§ **ESERCIZIO BREVE 1**:
Rispondi in base al testo su Laura Boatti:
(a) Chi ha creato l'azienda vinicola Monsupello?
(b) In quale città si trova la scuola Lo Stanzone Tango Wine?
(c) Dove è nato il tango?
§ **ESERCIZIO BREVE 2**: Riassumi in due frasi il testo su Laura Boatti.
§ **ESERCIZIO BREVE 3**: Continua il testo su Laura Boatti dopo l'ultima frase riportata.

§ **ESTRATTO DEL TESTO**:
----

Le vibrazioni sensuali del tango e le fragranze del nettare degli dèi: Laura Boatti, imprenditrice nel settore vitivinicolo e ballerina di tango argentino, sembrerebbe apparentemente sospesa in questa curiosa dicotomia, ma in realtà il suo modo moderno di fare impresa ben si sposa con una passione che annovera un palmarès di premi e riconoscimenti nell’ambito della danza. Onorificenze a parte, Laura Boatti si divide tra la pluripremiata azienda vinicola di famiglia, la Monsupello – creata dal padre, il compianto Carlo Boatti – che gestisce affiancando la mamma Carla e il fratello Pierangelo a Torricella Verzate (PV), e la scuola di Tango Lo Stanzone Tango Wine di Voghera che segue personalmente.
Laura Boatti, ballerina di tango. Questa danza sembrerebbe non adatta a tutti…
«In realtà non è così: non si tratta affatto di un ballo d’élite, ma anzi, il tango è nato per strada, nei rioni popolari di Buenos Aires, come la Boca. In seguito è stato divulgato anche all’estero ed è diventato internazionale, ma rimane sempre uno strumento di evoluzione, di introspezione e quindi adatto a tutti coloro che vogliono intraprendere un percorso intimo: la collocazione è popolare, ma l’approccio è intimista. Poi, può essere misterioso e sensuale perché fa parte della sua natura, ma nel momento in cui si estrapola l’eleganza interiore, questa può essere percepita anche fuori».

----

§ **DATI MOSTRATI**:

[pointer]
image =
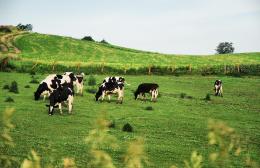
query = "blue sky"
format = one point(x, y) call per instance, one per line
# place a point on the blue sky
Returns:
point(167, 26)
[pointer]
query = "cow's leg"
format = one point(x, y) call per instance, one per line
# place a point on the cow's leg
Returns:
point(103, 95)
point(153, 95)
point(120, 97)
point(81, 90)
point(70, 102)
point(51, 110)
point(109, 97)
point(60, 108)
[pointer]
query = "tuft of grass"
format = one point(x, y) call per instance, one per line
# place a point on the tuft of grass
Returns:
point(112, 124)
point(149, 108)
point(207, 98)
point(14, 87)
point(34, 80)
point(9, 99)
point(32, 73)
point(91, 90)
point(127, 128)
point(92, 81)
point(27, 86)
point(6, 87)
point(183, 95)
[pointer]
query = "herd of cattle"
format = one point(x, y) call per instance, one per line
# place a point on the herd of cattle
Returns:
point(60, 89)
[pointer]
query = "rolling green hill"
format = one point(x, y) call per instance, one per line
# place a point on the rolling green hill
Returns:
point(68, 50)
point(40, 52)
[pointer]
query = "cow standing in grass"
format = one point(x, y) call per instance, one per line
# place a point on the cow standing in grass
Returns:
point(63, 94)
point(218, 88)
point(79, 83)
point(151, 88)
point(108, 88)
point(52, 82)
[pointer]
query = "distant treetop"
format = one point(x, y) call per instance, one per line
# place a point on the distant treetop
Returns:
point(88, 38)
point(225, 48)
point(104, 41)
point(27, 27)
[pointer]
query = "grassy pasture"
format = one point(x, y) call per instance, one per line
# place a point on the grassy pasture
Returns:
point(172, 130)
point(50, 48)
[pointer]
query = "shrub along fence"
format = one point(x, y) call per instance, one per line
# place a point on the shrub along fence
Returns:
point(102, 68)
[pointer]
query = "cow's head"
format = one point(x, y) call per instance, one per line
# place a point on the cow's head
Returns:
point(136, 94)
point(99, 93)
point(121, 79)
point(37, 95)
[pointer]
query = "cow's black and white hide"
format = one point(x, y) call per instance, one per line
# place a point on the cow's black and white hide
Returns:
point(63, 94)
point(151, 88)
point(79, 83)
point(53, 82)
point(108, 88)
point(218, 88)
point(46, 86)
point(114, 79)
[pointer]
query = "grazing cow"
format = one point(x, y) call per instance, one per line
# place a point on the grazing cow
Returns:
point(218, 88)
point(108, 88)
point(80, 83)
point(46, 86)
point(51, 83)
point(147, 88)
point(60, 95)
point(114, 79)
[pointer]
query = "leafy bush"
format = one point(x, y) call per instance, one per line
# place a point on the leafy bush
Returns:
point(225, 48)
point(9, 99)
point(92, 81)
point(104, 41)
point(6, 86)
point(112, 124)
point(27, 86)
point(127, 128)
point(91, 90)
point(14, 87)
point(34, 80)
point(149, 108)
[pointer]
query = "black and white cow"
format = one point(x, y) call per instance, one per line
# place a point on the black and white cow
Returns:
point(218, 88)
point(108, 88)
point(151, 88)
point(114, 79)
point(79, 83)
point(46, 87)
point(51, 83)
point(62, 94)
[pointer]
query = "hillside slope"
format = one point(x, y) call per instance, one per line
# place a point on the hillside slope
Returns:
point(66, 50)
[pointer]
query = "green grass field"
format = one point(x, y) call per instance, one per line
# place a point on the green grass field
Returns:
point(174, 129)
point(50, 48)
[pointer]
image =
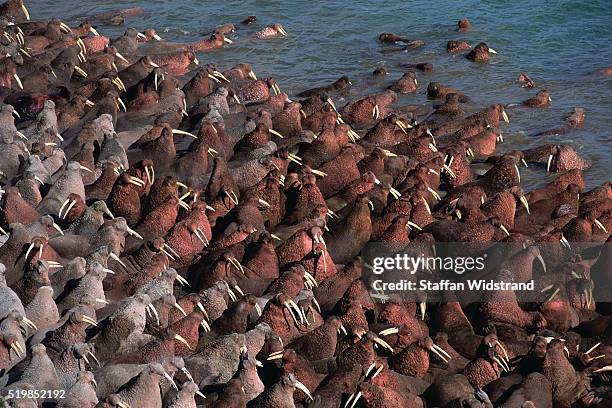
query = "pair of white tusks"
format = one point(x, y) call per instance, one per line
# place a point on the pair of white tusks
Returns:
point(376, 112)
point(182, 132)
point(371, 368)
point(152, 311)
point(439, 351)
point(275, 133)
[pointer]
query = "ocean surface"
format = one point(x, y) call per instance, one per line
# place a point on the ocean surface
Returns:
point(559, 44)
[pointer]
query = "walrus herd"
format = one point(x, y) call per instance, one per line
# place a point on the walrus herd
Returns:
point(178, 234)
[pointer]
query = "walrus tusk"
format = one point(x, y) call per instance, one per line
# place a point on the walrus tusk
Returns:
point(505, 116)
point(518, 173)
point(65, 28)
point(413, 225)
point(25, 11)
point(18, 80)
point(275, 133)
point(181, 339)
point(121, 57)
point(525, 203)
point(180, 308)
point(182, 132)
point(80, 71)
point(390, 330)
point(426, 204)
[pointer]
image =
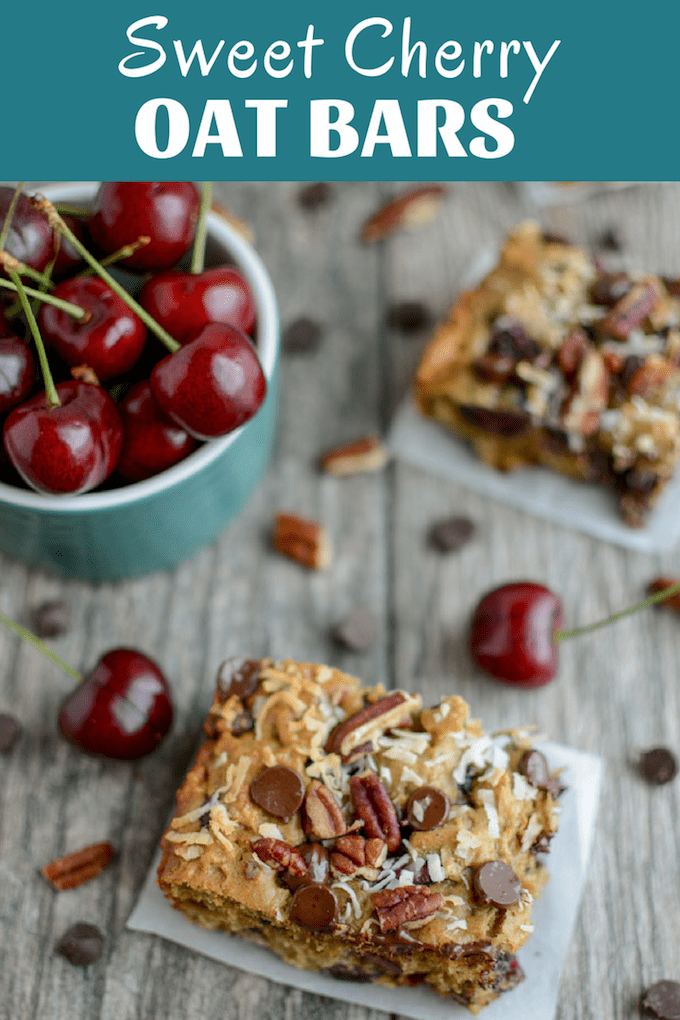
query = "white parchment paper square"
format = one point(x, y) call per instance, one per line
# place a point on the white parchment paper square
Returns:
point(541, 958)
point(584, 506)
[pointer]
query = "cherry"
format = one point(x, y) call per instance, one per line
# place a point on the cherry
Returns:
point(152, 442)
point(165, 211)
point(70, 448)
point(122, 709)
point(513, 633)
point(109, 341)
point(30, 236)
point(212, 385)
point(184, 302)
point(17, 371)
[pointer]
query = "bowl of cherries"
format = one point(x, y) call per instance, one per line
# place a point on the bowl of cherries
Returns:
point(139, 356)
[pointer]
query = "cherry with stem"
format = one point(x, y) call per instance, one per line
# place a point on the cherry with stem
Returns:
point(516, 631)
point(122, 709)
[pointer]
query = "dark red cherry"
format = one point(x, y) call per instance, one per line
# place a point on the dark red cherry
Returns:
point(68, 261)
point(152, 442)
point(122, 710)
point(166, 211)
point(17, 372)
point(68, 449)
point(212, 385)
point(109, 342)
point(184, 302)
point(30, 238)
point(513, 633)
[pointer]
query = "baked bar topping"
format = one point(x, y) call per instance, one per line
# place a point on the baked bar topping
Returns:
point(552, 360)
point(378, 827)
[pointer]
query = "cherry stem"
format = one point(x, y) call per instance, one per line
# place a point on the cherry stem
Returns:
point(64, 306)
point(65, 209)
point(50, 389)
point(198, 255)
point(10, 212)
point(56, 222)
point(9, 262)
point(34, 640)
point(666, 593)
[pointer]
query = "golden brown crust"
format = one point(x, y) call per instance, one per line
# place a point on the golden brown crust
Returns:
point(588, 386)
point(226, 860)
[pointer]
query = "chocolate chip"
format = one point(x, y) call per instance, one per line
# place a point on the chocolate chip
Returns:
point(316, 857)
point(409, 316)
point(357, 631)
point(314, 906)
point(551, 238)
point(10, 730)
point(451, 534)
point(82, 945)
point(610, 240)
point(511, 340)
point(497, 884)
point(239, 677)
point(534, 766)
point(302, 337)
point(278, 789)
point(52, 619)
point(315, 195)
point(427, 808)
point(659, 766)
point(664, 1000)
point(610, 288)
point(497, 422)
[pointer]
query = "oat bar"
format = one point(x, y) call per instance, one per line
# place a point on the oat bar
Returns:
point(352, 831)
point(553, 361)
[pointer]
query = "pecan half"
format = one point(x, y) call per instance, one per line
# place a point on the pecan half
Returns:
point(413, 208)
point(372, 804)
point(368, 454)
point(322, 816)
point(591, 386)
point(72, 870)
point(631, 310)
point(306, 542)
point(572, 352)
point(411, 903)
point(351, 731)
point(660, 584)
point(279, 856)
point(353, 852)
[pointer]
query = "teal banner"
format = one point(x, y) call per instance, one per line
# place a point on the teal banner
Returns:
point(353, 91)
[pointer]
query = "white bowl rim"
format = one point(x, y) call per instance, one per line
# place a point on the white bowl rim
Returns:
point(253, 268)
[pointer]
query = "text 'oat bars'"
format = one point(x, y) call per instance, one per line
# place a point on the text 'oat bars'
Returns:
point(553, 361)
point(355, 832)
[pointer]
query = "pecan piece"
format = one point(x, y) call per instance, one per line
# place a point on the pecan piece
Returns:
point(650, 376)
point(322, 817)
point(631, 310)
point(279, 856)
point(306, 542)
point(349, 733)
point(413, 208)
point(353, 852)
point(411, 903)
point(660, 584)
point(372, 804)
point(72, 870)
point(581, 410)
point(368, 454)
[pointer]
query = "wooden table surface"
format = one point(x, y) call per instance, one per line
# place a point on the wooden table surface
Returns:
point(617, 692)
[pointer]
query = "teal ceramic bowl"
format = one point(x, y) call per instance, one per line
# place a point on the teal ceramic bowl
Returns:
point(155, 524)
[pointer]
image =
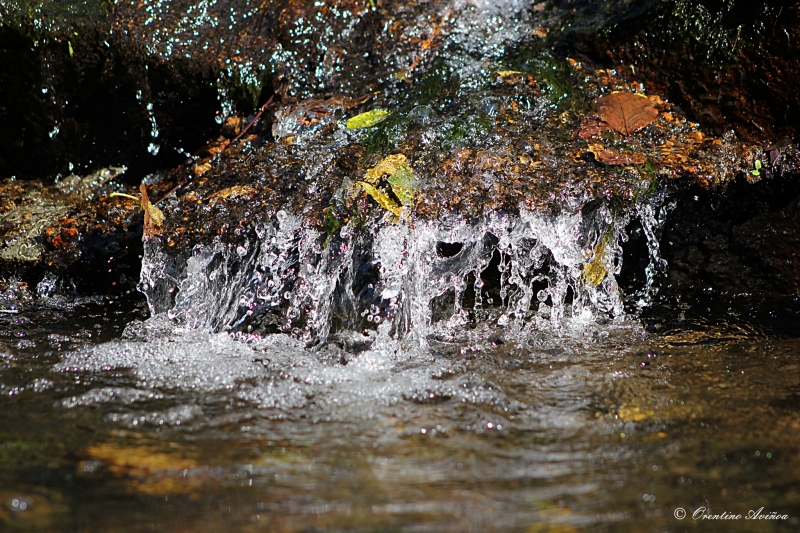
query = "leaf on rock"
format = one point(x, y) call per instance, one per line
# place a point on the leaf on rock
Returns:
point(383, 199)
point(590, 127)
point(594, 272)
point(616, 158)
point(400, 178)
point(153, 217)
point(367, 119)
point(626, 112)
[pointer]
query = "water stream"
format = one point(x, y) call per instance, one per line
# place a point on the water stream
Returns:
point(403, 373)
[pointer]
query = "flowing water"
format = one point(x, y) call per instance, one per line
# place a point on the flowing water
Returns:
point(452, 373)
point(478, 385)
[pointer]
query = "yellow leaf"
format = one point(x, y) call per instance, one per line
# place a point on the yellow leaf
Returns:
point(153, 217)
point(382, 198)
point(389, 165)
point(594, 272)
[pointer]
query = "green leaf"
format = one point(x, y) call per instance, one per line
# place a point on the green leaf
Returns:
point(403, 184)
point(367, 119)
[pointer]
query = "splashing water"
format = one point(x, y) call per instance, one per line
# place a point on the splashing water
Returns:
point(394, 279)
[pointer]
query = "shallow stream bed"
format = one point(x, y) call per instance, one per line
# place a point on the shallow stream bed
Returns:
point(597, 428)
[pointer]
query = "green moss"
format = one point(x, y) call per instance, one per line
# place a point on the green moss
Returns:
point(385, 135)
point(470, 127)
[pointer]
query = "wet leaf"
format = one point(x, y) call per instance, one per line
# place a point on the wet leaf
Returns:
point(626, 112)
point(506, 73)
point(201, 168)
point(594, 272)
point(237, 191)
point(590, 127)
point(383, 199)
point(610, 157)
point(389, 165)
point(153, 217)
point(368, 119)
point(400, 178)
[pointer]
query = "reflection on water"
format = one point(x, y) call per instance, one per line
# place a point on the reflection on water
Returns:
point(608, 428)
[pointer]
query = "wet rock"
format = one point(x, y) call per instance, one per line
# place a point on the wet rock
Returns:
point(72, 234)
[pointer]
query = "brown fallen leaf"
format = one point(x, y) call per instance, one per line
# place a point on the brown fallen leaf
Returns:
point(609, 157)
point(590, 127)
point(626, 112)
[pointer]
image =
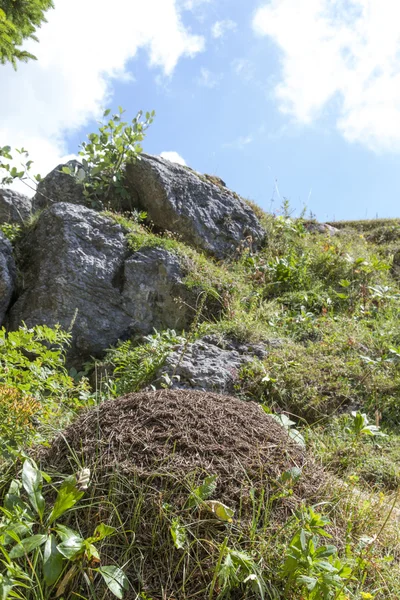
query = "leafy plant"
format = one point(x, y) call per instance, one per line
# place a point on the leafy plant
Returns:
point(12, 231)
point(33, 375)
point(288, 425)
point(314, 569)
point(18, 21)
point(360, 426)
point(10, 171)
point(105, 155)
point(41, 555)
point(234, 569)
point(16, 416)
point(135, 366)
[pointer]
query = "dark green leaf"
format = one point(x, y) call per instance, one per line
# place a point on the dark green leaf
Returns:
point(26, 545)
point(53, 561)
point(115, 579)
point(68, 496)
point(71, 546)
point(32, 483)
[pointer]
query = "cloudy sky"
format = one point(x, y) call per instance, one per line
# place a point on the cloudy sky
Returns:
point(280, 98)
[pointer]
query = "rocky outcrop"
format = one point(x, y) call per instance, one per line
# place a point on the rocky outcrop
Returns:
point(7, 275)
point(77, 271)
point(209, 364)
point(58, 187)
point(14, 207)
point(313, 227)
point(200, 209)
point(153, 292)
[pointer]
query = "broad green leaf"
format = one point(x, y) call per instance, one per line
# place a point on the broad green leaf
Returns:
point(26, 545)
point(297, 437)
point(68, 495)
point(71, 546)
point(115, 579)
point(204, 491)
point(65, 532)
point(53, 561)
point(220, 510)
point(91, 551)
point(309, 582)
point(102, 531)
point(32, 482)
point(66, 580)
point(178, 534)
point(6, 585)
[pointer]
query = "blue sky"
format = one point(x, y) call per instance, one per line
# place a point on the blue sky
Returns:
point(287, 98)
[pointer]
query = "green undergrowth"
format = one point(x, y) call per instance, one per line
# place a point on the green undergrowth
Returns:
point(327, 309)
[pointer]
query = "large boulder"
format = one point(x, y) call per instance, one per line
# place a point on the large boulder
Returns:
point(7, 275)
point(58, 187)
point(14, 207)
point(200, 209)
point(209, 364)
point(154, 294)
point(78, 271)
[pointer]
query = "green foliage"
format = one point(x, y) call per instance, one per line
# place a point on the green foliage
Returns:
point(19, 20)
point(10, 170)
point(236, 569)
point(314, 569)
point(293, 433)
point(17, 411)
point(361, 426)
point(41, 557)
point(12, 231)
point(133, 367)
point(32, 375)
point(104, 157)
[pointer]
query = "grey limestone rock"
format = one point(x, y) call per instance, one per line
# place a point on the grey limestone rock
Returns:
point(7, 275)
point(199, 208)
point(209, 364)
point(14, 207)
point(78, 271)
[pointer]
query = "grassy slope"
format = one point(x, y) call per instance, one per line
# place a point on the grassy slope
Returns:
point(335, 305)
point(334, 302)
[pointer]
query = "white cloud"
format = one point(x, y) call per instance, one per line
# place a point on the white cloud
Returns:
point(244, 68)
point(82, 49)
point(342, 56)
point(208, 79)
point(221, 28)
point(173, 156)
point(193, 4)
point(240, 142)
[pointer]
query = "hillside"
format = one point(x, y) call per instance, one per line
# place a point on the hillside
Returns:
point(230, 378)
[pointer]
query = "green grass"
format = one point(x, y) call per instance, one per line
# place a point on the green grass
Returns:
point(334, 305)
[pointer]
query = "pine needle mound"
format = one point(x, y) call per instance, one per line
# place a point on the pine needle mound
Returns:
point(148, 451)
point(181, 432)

----

§ **RISPOSTA FINALE 1**:
(a) Il padre di Laura Boatti, Carlo Boatti.
(b) A Voghera.
(c) Per strada, nei rioni popolari di Buenos Aires, come la Boca.

§ **RISPOSTA FINALE 2**: Laura Boatti, imprenditrice nel settore vitivinicolo e ballerina di tango argentino con numerosi premi nella danza, gestisce con la madre Carla e il fratello Pierangelo l'azienda vinicola di famiglia Monsupello a Torricella Verzate e segue personalmente la scuola Lo Stanzone Tango Wine di Voghera. Secondo lei il tango non è un ballo d'élite: è nato per strada nei rioni popolari di Buenos Aires ed è uno strumento di evoluzione e introspezione adatto a chiunque voglia intraprendere un percorso intimo.

§ **RISPOSTA FINALE 3**:
Anche saper degustare un vino sembrerebbe una capacità che pochi posseggono…
«Il Vino, come il Tango, è vittima di tanti stereotipi e riti: forse è ora di rompere certi cliché che lo riguardano. Secondo me il vino va gustato, sentito: quando lo beviamo dobbiamo capire se ci piace, ci dà emozioni, dona benessere al corpo, all’anima, alla testa… poi ognuno ci può trovare qualcosa di particolare che gli appartiene, ed è giusto così. Se si analizza troppo quello che stiamo bevendo è un po’ come fare la prosa di una poesia: si perdono la magia e la suggestione».
Il progetto che promuove da anni si chiama proprio Tango Wine ed è unico nel suo genere: in cosa consiste?
«Tango Wine è un progetto ad ampio spettro legato alla mia nascita come produttrice di vino e alla mia passione per il tango argentino. Questi sono due aspetti di me stessa che si intersecano, due mondi che sconfinano l’uno nell’altro: il mio scopo è quello di creare cultura tracciando un percorso multisensoriale dove la filosofia e la tradizione del vino si compenetrano negli ambiti artistici che mi appartengono e, viceversa, divulgare l’anima e l’essenza del tango nel mondo enogastronomico da cui provengo. È un’unione di passioni: Tango è l’anima e Wine sono le radici».
Come è nata questa idea molto originale?
«Come ho detto, entrambi fanno parte di me: io sono nata coi profumi del vino, ascoltando mio padre che è stato un grandissimo maestro e mentore, ma col tango ho trovato la mia vera dimensione, il mio linguaggio perché questa danza è il nutrimento della mia anima. È stato quasi un processo naturale farmi portavoce di entrambi gli universi, così variegati eppure così intimi, un percorso che ho creato e che mi ha portata a divulgare la loro filosofia, la comunicazione tra i due, una sorta di ponte a doppio senso dove, vicendevolmente, uno cede all’altro le proprie peculiarità intime».
Coniugare Tango e Vino è un concetto davvero innovativo… Ma cos’hanno in comune due mondi così diversi?
«Sono solo apparentemente differenti, in realtà Tango e Vino hanno in comune l’eleganza, la fluidità, l’internazionalità, la comunicazione: entrambi favoriscono il dialogo, la seduzione, l’appartenenza. Sono due mondi molto più simili di quanto si immagini. Non è male iniziare un ballo con un calice di vino!».
A chi è rivolto questo progetto?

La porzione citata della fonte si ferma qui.